### Task requirements
Once the line containing "In this picture, where can the archer's drawing" is found, please copy it and all lines after it through the end of the records, exactly, leaving out pictures.
====== Material shown
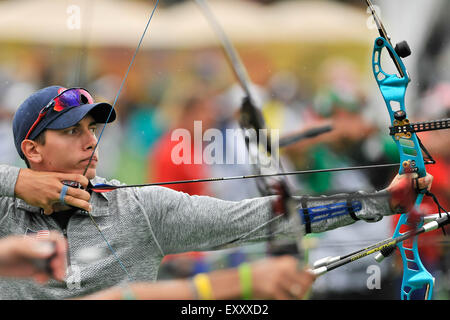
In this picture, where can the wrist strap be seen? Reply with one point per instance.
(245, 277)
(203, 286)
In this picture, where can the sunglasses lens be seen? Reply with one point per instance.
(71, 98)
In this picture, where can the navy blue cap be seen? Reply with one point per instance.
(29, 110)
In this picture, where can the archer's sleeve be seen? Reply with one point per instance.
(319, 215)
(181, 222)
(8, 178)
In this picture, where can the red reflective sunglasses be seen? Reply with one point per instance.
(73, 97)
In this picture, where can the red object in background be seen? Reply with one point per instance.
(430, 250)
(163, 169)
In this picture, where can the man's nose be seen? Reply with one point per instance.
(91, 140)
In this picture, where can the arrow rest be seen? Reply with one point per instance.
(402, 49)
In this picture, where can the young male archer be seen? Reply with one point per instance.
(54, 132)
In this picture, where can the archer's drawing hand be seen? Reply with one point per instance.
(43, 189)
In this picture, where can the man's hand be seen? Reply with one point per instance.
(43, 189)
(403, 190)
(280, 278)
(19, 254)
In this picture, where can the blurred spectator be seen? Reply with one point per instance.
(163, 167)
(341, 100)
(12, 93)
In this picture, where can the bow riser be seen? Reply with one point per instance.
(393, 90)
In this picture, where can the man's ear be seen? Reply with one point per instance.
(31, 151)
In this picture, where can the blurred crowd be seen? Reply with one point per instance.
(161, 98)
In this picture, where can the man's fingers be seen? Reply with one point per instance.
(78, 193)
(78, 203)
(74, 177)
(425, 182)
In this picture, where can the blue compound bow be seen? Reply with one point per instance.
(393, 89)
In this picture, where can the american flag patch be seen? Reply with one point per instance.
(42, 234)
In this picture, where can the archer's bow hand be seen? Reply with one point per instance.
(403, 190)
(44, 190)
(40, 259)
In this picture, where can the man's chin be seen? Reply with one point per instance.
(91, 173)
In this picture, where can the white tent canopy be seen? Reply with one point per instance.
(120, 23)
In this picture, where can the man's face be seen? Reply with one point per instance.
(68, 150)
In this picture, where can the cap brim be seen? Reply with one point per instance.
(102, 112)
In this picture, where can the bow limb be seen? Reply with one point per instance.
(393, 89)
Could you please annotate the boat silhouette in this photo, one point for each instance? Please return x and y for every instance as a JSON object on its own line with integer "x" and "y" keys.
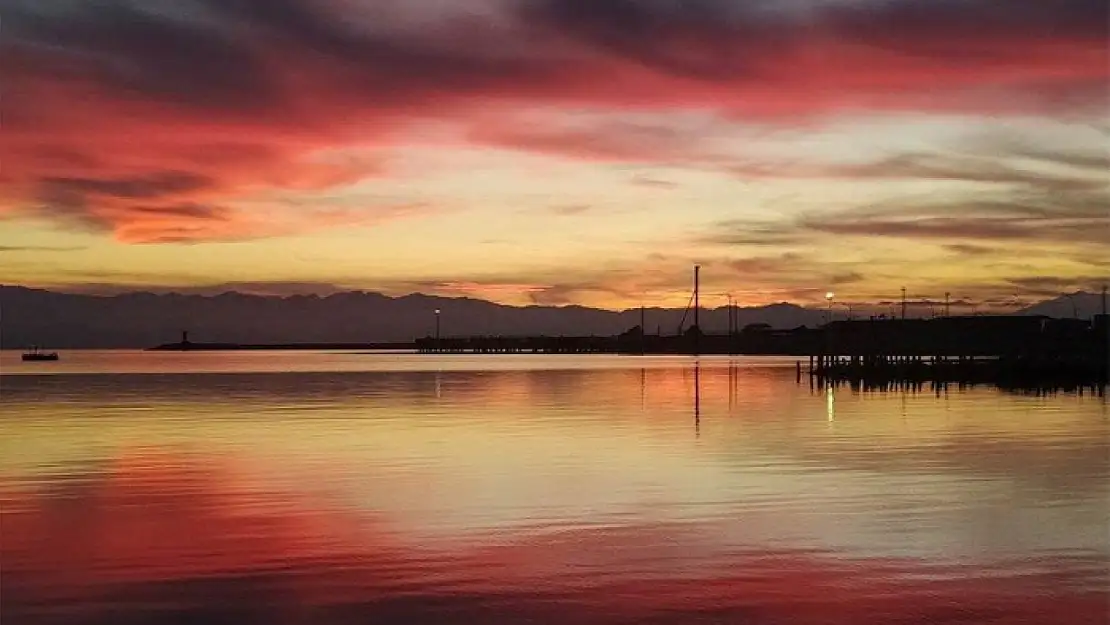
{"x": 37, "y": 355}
============
### Your solution
In this picture, where can the archer's drawing hand be seen? Reply with one point per instance.
(43, 189)
In this picture, where can the man's hand be seen? Reply with one point per instance.
(43, 189)
(403, 190)
(280, 278)
(19, 254)
In this picture, where can the blurred spectator be seen? Reply with one point per instance.
(163, 167)
(341, 100)
(12, 93)
In this picture, where can the bow riser be seen? Reply with one point per instance.
(393, 90)
In this picture, where can the man's ear be seen? Reply with one point per instance.
(31, 151)
In this picture, where can the blurred crowd be seen? Reply with one point per instance.
(161, 98)
In this picture, where can the man's fingers be seen? Reply with one point per instance.
(78, 193)
(78, 203)
(74, 177)
(425, 182)
In this picture, where can the blue compound bow be seen? Reply with one point per instance.
(393, 89)
In this picture, where can the american flag patch be seen? Reply with one point per instance.
(42, 234)
In this picture, where can the archer's bow hand be seen? Reply with one point per instance.
(403, 190)
(44, 190)
(40, 259)
In this picture, where can the man's chin be seen? Reply with one point per instance.
(91, 173)
In this picture, where can the white tent canopy be seen? Reply with one point per instance.
(120, 23)
In this picture, where can the man's face be seen? Reply with one point per instance.
(68, 150)
In this picture, where can the cap brim be seen? Reply with one point per instance.
(102, 112)
In this picture, where can the bow limb be seen? Reply with one point per instance.
(393, 89)
Could you please annotate the boat silhouette in this photo, one point for each instance? Please return x and y for every instance as a JSON object on its own line with integer "x" and "y" keys.
{"x": 37, "y": 355}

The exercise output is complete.